• [QUESTIONS ON THE MATERIAL]:
A - List every dog breed named in the article on recent dog research.
B - Reproduce the article on recent dog research word for word, from "Researchers discovered in" to "which that happened.", inclusive.

• [EXCERPTED PASSAGE]:

=== Section Start ===

It often seems impossible to know what's going on in Fido's head as he lounges on his dog bed.
But a handful of new studies offer surprising insights about how our canine companions age, perceive human speech, and find their way home.
A study published last month showed that dogs understand verbal communication just like we do: They parse out tone then meaning as separate aspects of human speech.
Dogs may also use Earth's magnetic field like a compass to find their way home, other recent research revealed.
And another study published this summer found that puppies age much faster than older dogs do: which means you're probably underestimating your dog's human-age equivalent.
Taken together, these recent discoveries may change how you understand your pet.
We've been underestimating our dogs' ages
Dogs live an average of 12 years. Human life expectancy, by contrast, is at least five times that, which is why many people go by the common rule of thumb that one "dog year" is equivalent to seven "human years."
But that one-to-seven ratio is wrong, researchers found it's a misunderstanding of how dogs' ageing processes compare to those of humans. Instead, according to a July study, genetic evidence suggests that Labrador puppies and other young dogs age faster than their older counterparts.
"What's surprising is exactly how old a 1-year-old dog is: it's like a 30-year-old human," Trey Ideker, a co-author of that study, said in a press release.
But after that first year or two, dogs age more slowly as time passes - or rather, their cells do. So for each year older a dog gets, the corresponding increase in "human years" gets smaller. A 12-year-old Labrador is 70 human years old, the study found.
Ultimately, in order to calculate your dog's human-age equivalent, you'll need a calculator. The researchers' formula is: A dog's human age = 16 ln * your dog's age + 31. (The ln refers to the natural log of a number.)
Dogs understand speech in the same way we do
When humans hear someone speak, our brains divide the work of processing that verbal communication between the left and right hemispheres. First, the right hemisphere focuses on parsing out the speaker's underlying tone, then the left hemisphere processes the meaning of what we've heard.
Researchers discovered in 2014 that dogs' brains divvy up the task of speech processing in the same way, between their left and right hemispheres, though the scientists weren't sure of the order in which that happened.
The recent study, however, found that dogs understand tone first, then meaning, in the same order humans do. The authors examined the brain activity of 12 pet dogs - six border collies, five golden retrievers, and one German shepherd - using a functional magnetic resonance imaging (fMRI) machine.
They had the dogs listen to known praise words like "clever," "well done," and "that's it," as well as unknown words like "as if" and "yet" in both praising and neutral tones. The data showed that the dogs processed "simpler, emotionally loaded cues" like tone first, then "more complex, learnt cues," Attila Andics, one of the co-authors, said in a press release.

=== Section End ===

• [DATA EXTRACTS]:
=== Section Start ===

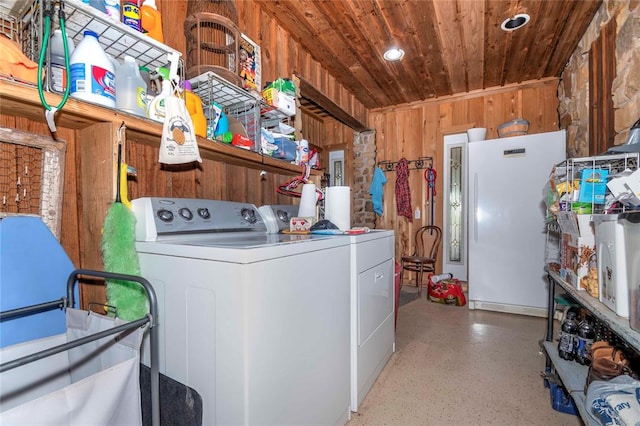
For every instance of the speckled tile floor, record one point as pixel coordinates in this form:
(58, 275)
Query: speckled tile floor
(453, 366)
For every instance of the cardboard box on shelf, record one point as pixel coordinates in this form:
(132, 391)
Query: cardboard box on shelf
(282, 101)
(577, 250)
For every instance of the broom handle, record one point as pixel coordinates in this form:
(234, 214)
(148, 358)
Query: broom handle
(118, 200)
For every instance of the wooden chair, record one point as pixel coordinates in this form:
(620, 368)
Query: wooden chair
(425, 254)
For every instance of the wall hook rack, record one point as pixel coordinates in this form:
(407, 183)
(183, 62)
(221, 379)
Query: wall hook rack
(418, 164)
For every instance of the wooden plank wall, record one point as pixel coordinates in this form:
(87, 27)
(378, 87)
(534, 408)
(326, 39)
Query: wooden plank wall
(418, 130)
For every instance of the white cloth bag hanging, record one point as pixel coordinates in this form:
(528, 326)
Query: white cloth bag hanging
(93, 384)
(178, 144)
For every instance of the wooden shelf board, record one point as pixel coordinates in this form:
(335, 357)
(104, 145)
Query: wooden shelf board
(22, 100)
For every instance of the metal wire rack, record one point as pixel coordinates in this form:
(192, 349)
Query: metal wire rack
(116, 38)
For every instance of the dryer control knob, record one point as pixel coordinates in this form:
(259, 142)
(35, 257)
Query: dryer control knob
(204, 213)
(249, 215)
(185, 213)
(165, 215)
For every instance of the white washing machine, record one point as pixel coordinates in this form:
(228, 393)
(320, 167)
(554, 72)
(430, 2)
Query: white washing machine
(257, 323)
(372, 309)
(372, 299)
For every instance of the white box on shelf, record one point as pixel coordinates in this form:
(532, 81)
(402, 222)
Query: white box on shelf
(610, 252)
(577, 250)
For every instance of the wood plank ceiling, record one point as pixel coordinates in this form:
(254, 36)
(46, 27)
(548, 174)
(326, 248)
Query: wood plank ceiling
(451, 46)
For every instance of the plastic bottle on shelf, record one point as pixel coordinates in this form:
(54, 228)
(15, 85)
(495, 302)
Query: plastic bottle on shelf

=== Section End ===

• [ANSWERS BY ITEM]:
A -
- Labrador
- Border collie
- Golden retriever
- German shepherd

B -
Researchers discovered in 2014 that dogs' brains divvy up the task of speech processing in the same way, between their left and right hemispheres, though the scientists weren't sure of the order in which that happened.